## [Aim]
Copy exactly the last part of the entries, starting from the line with "of the hazy" and including the final line.

::::

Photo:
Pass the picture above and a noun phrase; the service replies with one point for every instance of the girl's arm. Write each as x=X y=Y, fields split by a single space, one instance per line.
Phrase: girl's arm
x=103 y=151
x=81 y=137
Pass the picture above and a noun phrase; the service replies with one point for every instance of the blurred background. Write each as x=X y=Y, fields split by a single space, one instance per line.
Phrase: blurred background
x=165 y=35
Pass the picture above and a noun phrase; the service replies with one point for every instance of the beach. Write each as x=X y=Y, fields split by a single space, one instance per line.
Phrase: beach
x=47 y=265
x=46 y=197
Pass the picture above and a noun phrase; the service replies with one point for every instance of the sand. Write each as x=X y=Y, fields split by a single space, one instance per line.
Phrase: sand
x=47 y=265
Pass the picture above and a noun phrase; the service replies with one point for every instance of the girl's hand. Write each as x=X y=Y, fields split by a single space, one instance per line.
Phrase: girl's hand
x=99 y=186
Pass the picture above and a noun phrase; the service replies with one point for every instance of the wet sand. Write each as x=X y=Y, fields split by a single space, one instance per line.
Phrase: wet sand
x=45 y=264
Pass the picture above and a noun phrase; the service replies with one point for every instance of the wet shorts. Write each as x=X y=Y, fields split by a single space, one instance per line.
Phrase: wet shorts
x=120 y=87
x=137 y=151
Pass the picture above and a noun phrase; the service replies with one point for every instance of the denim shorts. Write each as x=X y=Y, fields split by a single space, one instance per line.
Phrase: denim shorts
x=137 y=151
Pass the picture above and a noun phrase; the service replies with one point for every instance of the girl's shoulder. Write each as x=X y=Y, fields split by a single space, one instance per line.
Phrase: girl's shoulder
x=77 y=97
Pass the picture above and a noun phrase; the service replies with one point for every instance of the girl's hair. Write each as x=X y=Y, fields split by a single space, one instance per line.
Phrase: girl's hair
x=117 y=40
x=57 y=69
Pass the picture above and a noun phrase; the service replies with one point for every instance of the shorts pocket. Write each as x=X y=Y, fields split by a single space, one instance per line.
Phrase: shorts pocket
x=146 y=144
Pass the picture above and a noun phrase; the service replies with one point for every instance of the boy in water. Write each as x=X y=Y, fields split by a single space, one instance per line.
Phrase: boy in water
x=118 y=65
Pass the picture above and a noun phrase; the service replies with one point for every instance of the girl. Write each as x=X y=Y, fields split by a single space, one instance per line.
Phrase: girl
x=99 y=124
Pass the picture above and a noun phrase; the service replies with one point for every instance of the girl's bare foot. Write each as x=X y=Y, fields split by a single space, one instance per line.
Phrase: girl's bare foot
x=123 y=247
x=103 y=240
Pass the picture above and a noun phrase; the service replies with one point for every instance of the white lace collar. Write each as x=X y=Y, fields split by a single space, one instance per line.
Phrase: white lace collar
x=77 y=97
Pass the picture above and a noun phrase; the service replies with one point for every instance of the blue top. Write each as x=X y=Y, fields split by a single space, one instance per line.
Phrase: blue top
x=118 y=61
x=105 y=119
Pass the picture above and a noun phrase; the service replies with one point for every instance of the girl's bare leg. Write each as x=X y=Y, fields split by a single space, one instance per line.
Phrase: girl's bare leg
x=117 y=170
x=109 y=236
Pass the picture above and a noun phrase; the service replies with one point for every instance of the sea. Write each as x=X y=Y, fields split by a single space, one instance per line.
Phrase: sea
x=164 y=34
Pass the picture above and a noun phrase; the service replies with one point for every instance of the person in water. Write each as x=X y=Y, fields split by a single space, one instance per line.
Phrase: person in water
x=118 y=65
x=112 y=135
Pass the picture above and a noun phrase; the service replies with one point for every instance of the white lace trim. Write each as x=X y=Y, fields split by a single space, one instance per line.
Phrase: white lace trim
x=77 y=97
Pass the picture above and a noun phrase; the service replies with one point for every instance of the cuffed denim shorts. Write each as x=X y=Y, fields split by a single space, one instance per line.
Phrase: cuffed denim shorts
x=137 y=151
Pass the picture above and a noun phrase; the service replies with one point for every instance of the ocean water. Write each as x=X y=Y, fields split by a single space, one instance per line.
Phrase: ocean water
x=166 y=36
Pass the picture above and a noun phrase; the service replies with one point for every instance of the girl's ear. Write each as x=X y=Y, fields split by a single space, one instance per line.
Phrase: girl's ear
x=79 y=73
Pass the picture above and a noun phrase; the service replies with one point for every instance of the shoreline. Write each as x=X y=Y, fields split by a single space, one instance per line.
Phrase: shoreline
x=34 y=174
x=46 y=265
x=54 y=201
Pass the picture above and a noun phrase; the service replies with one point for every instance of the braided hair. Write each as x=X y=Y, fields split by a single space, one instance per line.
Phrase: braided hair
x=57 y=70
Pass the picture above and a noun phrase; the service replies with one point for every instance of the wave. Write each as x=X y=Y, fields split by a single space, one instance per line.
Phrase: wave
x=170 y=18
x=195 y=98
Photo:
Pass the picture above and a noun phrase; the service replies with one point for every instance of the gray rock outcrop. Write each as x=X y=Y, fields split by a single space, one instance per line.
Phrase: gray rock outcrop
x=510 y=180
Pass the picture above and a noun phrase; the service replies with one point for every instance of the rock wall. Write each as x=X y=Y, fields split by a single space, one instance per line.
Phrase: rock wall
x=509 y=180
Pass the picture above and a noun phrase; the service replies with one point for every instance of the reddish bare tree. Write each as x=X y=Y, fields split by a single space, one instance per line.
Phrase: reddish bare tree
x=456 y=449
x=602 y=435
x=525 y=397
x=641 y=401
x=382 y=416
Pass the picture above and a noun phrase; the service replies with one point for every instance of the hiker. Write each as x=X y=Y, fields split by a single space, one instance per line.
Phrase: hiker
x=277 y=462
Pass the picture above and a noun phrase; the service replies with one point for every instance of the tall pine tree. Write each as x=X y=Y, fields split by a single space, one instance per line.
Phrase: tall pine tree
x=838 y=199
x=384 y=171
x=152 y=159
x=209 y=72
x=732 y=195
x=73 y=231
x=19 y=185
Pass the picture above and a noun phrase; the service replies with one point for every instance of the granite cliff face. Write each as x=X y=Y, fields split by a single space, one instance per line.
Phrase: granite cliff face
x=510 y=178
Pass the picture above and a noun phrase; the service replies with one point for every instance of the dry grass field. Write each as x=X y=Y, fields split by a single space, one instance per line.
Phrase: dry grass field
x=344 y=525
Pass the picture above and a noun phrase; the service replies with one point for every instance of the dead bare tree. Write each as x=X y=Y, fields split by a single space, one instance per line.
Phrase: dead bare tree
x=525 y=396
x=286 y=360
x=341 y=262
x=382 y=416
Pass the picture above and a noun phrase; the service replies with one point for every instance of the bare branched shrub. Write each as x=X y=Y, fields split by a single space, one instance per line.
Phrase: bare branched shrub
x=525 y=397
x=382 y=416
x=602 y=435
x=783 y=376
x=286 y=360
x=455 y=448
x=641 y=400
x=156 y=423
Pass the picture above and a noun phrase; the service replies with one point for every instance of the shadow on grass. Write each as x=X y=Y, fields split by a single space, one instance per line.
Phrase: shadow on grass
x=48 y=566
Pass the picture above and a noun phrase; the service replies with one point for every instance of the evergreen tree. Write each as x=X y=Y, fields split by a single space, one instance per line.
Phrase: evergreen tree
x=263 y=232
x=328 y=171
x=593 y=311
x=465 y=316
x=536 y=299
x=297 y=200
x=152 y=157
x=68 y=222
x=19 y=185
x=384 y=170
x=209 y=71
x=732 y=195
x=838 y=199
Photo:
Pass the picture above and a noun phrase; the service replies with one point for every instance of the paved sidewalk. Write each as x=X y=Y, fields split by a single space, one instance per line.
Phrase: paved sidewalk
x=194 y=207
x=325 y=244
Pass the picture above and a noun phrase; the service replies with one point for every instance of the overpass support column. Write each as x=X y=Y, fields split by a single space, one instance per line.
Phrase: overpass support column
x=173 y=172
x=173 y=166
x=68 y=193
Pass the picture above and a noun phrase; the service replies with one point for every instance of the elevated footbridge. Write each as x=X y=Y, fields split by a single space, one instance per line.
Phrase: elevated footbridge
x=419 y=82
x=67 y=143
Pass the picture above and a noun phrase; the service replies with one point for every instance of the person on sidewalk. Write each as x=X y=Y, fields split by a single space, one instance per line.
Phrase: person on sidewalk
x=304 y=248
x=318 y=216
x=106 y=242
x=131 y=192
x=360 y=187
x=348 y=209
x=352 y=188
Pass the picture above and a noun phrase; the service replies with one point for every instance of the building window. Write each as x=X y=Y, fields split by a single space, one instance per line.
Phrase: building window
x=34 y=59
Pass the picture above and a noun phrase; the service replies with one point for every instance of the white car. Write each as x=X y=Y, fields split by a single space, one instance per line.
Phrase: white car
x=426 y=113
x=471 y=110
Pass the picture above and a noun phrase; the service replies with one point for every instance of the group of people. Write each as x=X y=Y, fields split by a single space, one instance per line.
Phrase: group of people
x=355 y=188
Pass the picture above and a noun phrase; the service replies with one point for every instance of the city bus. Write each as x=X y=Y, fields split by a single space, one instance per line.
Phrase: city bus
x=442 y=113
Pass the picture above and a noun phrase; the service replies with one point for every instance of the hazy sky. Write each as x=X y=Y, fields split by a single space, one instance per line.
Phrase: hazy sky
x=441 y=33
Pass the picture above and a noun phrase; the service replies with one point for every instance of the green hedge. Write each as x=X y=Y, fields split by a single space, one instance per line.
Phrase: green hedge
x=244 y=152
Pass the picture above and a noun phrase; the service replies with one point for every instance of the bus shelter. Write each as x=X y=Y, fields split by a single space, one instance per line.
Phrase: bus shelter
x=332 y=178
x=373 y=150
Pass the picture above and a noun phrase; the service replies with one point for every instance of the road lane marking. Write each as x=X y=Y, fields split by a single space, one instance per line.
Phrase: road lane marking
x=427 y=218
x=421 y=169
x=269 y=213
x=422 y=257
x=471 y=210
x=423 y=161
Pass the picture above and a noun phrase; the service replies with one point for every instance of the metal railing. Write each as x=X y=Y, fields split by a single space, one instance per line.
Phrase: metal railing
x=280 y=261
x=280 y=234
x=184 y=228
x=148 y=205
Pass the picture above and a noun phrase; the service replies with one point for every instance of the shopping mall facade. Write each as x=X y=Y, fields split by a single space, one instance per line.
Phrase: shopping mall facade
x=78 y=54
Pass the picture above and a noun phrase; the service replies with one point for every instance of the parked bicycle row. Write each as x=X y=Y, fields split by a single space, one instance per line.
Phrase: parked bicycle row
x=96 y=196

::::

## [Response for this exercise]
Pass the picture above and a noun phrase; the service replies with one point for every instance of the hazy sky. Write each as x=X y=Y, fields split by a single space, one instance per line.
Phrase: hazy sky
x=441 y=33
Pass the picture above and a noun phrase; the service replies with one point for every instance of the green hedge. Write each as x=X y=Y, fields split by a single space, one instance per line.
Phrase: green hedge
x=244 y=152
Pass the picture above and a noun phrase; the service replies with one point for every instance of the bus shelter. Write each as x=X y=Y, fields split by a single space, one instance per line.
Phrase: bus shelter
x=332 y=178
x=373 y=150
Pass the picture above and a noun phrase; the service replies with one point for every instance of the road lane marking. Write each as x=X y=Y, fields split by a single space, one instance per line.
Phrase: road lane marking
x=427 y=218
x=421 y=169
x=269 y=213
x=422 y=257
x=471 y=210
x=423 y=161
Pass the picture above and a noun phrase; the service replies with one point for every instance of the metal railing. Write each as x=X y=Y, fields split by a single space, one instance per line.
Phrase: metal railing
x=280 y=261
x=280 y=234
x=184 y=228
x=148 y=205
Pass the picture above and a noun phrase; the service replies with one point for every instance of the shopping mall facade. Write each as x=X y=Y, fields split by a single space, one instance per line.
Phrase: shopping mall facade
x=78 y=54
Pass the picture above and a noun phrase; the service replies with one point for every instance of the parked bicycle row. Write each as x=X y=Y, fields split by a single space, one instance per line.
Phrase: parked bicycle row
x=96 y=196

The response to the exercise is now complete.